Stated problem 1
In the entries, starting at the first one and ending at the line containing "x=1109 y=496", substitute "signpost" for "sign pole" and reproduce those lines with nothing else altered.

Selected passage
⁂

Getting a lot done with LP by machine then!


----------



## MidlandsCarCare (Feb 18, 2006)

Bigpikle said:


> looks superb Russ - great job.
> 
> Getting a lot done with LP by machine then!


Yeah - it works a treat on newer cars, and knocks back most of the swirling very well, and leaves a decent LSP ready finish. I love using it. SN is a dream too.

The owner was amazed by Wheel Seal and Shine - he's asked me to get him a bottle for Trax. It was superb on the wheels.


----------



## Arun (Dec 25, 2007)

Top job, Russ! Bet Chris is a happy man.


----------



## MidlandsCarCare (Feb 18, 2006)

Arun said:


> Top job, Russ! Bet Chris is a happy man.


Sure is - I mentioned the lack of track days to him 

Thanks for the comment. It's such an awesome car; can't wait to see yours in black...


----------



## -Kev- (Oct 30, 2007)

just thought i'd give this thread a rating as no-one else had yet


----------



## Modmedia (Jul 25, 2008)

DSLR Pictures do it a bit more justice. Mean car!


----------



## saxoboy07 (Oct 20, 2007)

Gorgeous Megane:argie: superb work:thumb: Limeprime is awesome by Rotary DSLR pictures are really good your pictures are good to


----------



## LMV (Aug 20, 2009)

Great work results outstanding work


----------



## baptistsan (May 4, 2009)

Looks good. Any interior shots?


----------



## Rasher (Mar 6, 2006)

⁂

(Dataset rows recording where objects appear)
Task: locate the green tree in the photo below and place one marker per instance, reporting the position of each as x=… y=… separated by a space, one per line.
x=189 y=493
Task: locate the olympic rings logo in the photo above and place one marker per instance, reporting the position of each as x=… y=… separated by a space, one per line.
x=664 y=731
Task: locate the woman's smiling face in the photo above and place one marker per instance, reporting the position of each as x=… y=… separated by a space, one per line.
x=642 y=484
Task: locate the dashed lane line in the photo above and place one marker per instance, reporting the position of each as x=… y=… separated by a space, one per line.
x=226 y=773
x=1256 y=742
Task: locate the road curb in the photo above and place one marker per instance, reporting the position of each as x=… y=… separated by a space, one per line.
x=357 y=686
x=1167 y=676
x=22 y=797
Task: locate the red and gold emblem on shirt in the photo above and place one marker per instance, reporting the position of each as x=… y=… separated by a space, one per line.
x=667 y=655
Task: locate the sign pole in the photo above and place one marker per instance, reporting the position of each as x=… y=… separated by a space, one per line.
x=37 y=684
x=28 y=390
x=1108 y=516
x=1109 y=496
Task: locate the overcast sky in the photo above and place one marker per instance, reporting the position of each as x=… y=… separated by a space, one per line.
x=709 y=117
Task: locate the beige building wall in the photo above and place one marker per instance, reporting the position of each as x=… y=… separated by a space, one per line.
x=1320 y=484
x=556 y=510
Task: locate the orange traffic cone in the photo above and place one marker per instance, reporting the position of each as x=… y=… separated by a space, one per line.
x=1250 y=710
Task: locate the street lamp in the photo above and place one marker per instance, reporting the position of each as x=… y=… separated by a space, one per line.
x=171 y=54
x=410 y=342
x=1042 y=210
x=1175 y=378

⁂

Stated problem 2
In the car detailing thread, which product did the owner ask MidlandsCarCare to get him a bottle of?

Reply 1
Task: locate the green tree in the photo below and place one marker per instance, reporting the position of each as x=… y=… separated by a space, one per line.
x=189 y=493
Task: locate the olympic rings logo in the photo above and place one marker per instance, reporting the position of each as x=… y=… separated by a space, one per line.
x=664 y=731
Task: locate the woman's smiling face in the photo above and place one marker per instance, reporting the position of each as x=… y=… separated by a space, one per line.
x=642 y=484
Task: locate the dashed lane line in the photo above and place one marker per instance, reporting the position of each as x=… y=… separated by a space, one per line.
x=226 y=773
x=1256 y=742
Task: locate the road curb in the photo above and place one marker per instance, reporting the position of each as x=… y=… separated by a space, one per line.
x=357 y=686
x=1167 y=676
x=22 y=797
Task: locate the red and gold emblem on shirt in the photo above and place one marker per instance, reporting the position of each as x=… y=… separated by a space, one per line.
x=667 y=655
Task: locate the signpost in the photo above and place one marker per instance, reporting the position of each as x=… y=… separated by a space, one per line.
x=37 y=684
x=28 y=390
x=1108 y=516
x=1109 y=496

Reply 2
Wheel Seal and Shine.